* PROBLEM TO WORK ON
Extract the line that contains "of the field" and every line after it through the end of the records below, exactly as written, leaving out any pictures.

* STORED RECORDS
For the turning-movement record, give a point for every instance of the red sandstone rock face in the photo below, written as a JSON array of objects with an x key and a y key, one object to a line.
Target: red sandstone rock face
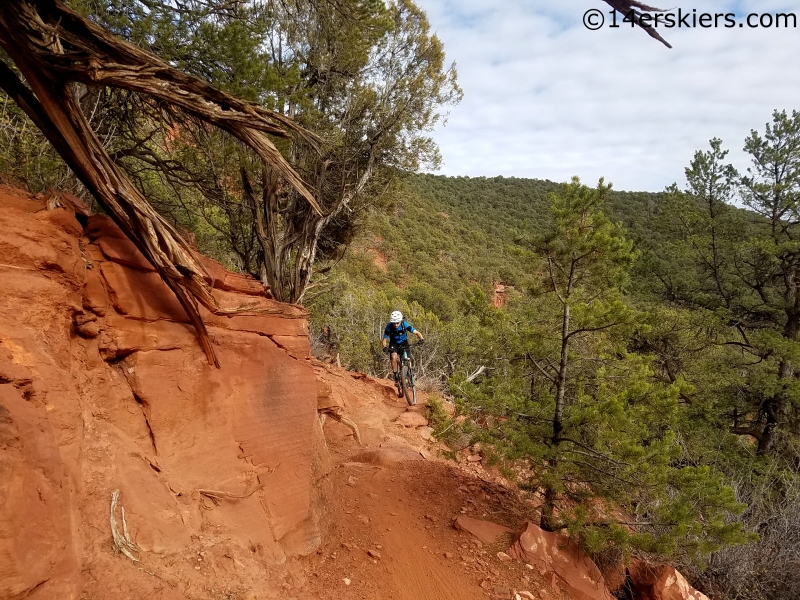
[
  {"x": 103, "y": 387},
  {"x": 660, "y": 582},
  {"x": 559, "y": 558},
  {"x": 486, "y": 531}
]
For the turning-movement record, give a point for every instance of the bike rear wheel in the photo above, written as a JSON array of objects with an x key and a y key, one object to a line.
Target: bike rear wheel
[{"x": 407, "y": 382}]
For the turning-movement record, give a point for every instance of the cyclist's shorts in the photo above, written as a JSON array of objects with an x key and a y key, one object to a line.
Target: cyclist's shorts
[{"x": 398, "y": 348}]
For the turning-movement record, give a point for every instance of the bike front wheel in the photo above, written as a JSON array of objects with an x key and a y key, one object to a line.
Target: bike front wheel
[{"x": 407, "y": 383}]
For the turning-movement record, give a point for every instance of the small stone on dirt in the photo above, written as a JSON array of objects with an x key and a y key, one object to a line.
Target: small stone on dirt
[{"x": 411, "y": 419}]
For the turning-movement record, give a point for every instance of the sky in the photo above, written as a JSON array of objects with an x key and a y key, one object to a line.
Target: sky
[{"x": 544, "y": 97}]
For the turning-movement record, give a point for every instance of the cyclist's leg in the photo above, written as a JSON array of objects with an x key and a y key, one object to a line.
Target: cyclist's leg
[{"x": 394, "y": 358}]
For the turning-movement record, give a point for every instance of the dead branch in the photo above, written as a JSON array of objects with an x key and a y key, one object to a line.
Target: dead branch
[
  {"x": 636, "y": 9},
  {"x": 122, "y": 541},
  {"x": 52, "y": 46},
  {"x": 215, "y": 494}
]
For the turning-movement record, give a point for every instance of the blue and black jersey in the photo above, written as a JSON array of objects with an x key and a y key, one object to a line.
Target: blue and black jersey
[{"x": 397, "y": 335}]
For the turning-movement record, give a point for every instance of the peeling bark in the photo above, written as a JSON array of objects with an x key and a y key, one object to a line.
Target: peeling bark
[{"x": 53, "y": 47}]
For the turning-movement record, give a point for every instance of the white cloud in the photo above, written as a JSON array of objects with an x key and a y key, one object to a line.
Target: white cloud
[{"x": 547, "y": 98}]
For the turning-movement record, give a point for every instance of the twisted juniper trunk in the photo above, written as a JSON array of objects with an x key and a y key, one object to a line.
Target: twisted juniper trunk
[{"x": 54, "y": 47}]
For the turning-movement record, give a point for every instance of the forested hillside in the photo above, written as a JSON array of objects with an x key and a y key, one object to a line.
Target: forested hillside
[{"x": 466, "y": 259}]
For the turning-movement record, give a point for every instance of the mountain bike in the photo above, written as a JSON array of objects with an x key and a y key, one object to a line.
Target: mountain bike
[{"x": 405, "y": 382}]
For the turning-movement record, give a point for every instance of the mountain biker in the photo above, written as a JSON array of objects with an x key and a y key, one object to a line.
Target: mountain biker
[{"x": 395, "y": 338}]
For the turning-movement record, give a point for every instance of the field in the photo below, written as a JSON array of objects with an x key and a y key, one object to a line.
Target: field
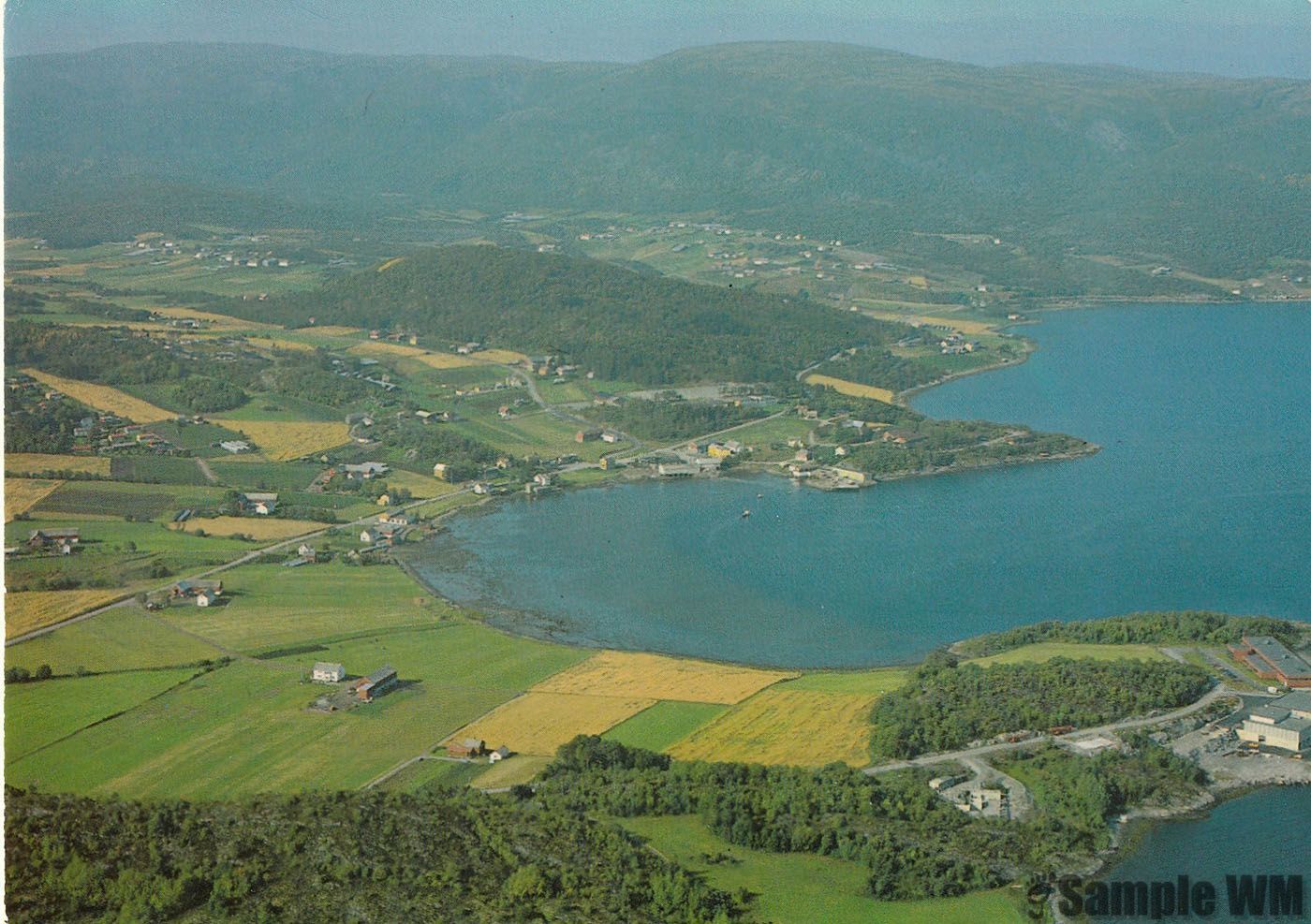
[
  {"x": 290, "y": 439},
  {"x": 35, "y": 462},
  {"x": 29, "y": 609},
  {"x": 540, "y": 723},
  {"x": 655, "y": 677},
  {"x": 102, "y": 397},
  {"x": 787, "y": 726},
  {"x": 1048, "y": 651},
  {"x": 854, "y": 389},
  {"x": 125, "y": 638},
  {"x": 271, "y": 606},
  {"x": 39, "y": 713},
  {"x": 438, "y": 360},
  {"x": 245, "y": 727},
  {"x": 665, "y": 724},
  {"x": 802, "y": 887},
  {"x": 22, "y": 494},
  {"x": 256, "y": 527}
]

* SOLUTION TO THIS PROBLEM
For the turning-movement record, give a point for every instance of the field in the photo below, written as a JSON array of objects with an x key and a y key, one object to a line.
Target: field
[
  {"x": 290, "y": 439},
  {"x": 35, "y": 462},
  {"x": 29, "y": 609},
  {"x": 540, "y": 723},
  {"x": 655, "y": 677},
  {"x": 102, "y": 397},
  {"x": 787, "y": 726},
  {"x": 1048, "y": 651},
  {"x": 854, "y": 389},
  {"x": 125, "y": 638},
  {"x": 271, "y": 606},
  {"x": 39, "y": 713},
  {"x": 438, "y": 360},
  {"x": 245, "y": 727},
  {"x": 665, "y": 724},
  {"x": 802, "y": 887},
  {"x": 22, "y": 494},
  {"x": 256, "y": 527}
]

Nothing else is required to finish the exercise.